→ Task instructions
A. Rewrite the passage of the Spark article that starts at the words "A few months" and stops after "data landing time.", putting "HiveQL" in place of "HQL".
B. Count the lines of the listing that contain the string "broken", and give only that number.

→ Text block
★ ★ ★
Processing large-scale data is at the heart of what the data infrastructure group does at Facebook. Over the years we have seen tremendous growth in our analytics needs, and to satisfy those needs we either have to design and build a new system or adopt an existing open source solution and improve it so it works at our scale.
For some of our batch-processing use cases we decided to use Apache Spark, a fast-growing open source data processing platform with the ability to scale with a large amount of data and support for custom user applications.
A few months ago, we shared one such use case that leveraged Spark’s declarative (SQL) support. In this post, we will describe how we used the imperative side of Spark to redesign a large-scale, complex (100+ stage) pipeline that was originally written in HQL over Hive. In particular, we will describe how to control data distribution, avoid data skew, and implement application-specific optimizations to build performant and reliable data pipelines. This new Spark-based pipeline is modular, readable, and more maintainable compared with the previous set of HQL queries. In addition to the qualitative improvements, we also observed reductions in both resource usage and data landing time.
Use case : N-gram language model training
Natural language processing is a field of artificial intelligence concerned with the interactions between computers and human languages. Computers can be trained to model a language, and these models are used to detect and correct spelling errors. The N-gram language model is the most widely used language modeling approach. An N-gram is usually written as an N-word phrase, with the first N-1 words as the history, and the last word predicted as a probability based on the N-1 previous words. For example, “Can you please come here” contains 5 words and is a 5-gram. Its history is “Can you please come.” Based on that history, an N-gram language model can compute a conditional probability of the word “here.”
Large-scale, higher-order N-gram language models (e.g., N=5) have proven very effective in many applications, such as automatic speech recognition and machine translation. At Facebook, for example, this is used to automatically generate captions for videos uploaded to pages, and detecting pages with potentially low quality place names (eg. “Home sweet home,” “Apt #00, Fake lane, Foo City”).
★ ★ ★
→ Material for this exercise
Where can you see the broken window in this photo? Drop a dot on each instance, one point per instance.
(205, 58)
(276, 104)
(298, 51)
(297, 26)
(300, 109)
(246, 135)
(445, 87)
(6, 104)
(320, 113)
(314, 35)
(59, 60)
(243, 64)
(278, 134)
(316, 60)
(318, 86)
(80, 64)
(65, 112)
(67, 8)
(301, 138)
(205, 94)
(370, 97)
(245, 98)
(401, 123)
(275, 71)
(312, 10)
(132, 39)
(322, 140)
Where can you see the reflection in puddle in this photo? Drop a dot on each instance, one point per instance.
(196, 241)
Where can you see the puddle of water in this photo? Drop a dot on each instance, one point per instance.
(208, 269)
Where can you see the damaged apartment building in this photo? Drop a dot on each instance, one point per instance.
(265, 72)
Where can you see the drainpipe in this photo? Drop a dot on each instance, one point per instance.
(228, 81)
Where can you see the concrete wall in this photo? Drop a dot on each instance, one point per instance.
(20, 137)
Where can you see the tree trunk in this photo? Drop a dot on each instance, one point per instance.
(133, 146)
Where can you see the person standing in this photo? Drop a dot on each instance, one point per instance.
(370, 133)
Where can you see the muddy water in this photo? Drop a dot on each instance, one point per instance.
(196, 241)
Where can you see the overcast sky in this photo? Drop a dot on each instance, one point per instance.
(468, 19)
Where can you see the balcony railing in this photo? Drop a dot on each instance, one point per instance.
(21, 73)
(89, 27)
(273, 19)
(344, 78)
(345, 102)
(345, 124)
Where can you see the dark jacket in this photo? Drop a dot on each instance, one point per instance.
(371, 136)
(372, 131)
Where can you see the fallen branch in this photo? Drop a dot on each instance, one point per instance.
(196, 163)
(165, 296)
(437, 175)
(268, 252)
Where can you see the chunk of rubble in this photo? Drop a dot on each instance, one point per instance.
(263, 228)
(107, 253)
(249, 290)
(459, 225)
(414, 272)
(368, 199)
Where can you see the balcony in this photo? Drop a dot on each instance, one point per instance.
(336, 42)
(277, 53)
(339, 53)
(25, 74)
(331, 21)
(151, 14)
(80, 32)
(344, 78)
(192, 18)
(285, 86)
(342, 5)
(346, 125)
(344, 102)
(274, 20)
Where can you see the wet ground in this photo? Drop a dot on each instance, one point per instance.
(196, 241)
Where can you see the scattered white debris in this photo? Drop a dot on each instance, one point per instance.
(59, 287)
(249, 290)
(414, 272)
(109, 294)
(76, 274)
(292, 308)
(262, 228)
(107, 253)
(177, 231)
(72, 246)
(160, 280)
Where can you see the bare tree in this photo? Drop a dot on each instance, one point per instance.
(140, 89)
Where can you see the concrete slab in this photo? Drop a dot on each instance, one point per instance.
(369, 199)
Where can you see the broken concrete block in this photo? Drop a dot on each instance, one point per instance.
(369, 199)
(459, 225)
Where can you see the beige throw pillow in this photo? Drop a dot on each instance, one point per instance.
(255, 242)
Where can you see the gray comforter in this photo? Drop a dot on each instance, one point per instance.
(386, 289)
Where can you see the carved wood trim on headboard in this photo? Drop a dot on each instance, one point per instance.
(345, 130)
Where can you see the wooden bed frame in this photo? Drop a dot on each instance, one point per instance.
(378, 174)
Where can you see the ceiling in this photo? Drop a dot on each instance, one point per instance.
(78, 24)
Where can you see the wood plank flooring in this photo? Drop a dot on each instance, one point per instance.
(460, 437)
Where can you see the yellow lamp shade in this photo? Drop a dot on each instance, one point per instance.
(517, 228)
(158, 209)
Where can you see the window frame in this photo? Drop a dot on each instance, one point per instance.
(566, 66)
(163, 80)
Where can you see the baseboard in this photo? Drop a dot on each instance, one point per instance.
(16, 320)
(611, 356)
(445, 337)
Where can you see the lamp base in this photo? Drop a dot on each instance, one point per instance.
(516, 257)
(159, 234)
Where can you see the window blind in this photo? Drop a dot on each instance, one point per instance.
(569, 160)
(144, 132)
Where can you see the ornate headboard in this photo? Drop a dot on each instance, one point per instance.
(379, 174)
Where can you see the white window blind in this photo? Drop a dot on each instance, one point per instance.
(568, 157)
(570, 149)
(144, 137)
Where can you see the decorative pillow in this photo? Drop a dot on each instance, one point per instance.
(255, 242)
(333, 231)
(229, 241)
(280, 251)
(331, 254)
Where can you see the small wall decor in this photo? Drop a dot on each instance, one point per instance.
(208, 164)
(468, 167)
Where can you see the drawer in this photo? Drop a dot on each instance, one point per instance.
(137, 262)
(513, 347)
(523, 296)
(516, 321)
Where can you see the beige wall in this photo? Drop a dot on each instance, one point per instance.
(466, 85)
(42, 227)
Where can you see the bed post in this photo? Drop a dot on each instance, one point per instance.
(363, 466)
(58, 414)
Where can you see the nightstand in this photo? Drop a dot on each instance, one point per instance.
★ ★ ★
→ Solved tasks
A.
A few months ago, we shared one such use case that leveraged Spark’s declarative (SQL) support. In this post, we will describe how we used the imperative side of Spark to redesign a large-scale, complex (100+ stage) pipeline that was originally written in HiveQL over Hive. In particular, we will describe how to control data distribution, avoid data skew, and implement application-specific optimizations to build performant and reliable data pipelines. This new Spark-based pipeline is modular, readable, and more maintainable compared with the previous set of HiveQL queries. In addition to the qualitative improvements, we also observed reductions in both resource usage and data landing time.

B. 2